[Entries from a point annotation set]
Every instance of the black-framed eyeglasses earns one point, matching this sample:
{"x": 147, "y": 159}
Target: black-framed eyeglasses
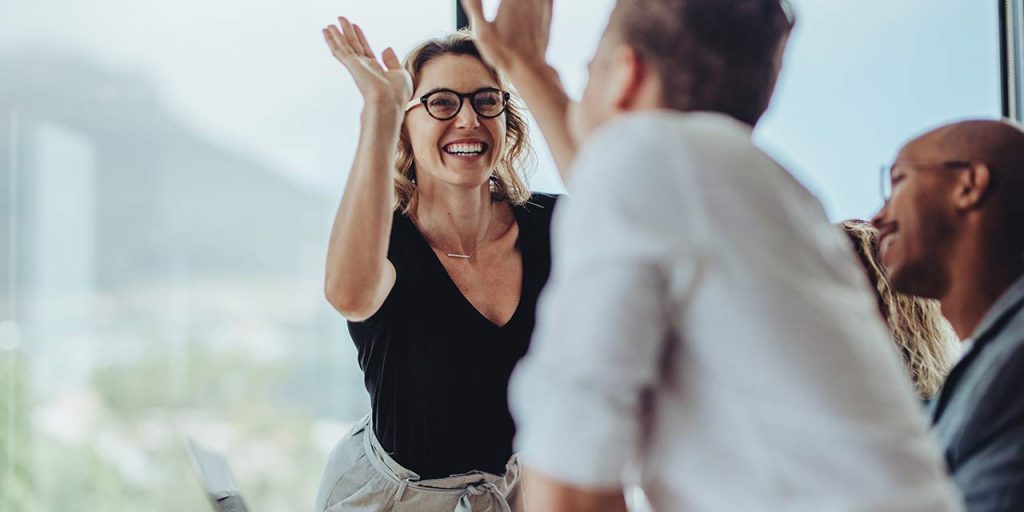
{"x": 887, "y": 177}
{"x": 443, "y": 104}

**WHAT IS EXPECTED:** Could you pull every line from the entries above and copy each one character for character, leaving out the pictures?

**REPLY:**
Every instance of the black-framed eyeglasses earns one point, matching this sample:
{"x": 147, "y": 159}
Target: black-framed eyeglasses
{"x": 887, "y": 177}
{"x": 443, "y": 104}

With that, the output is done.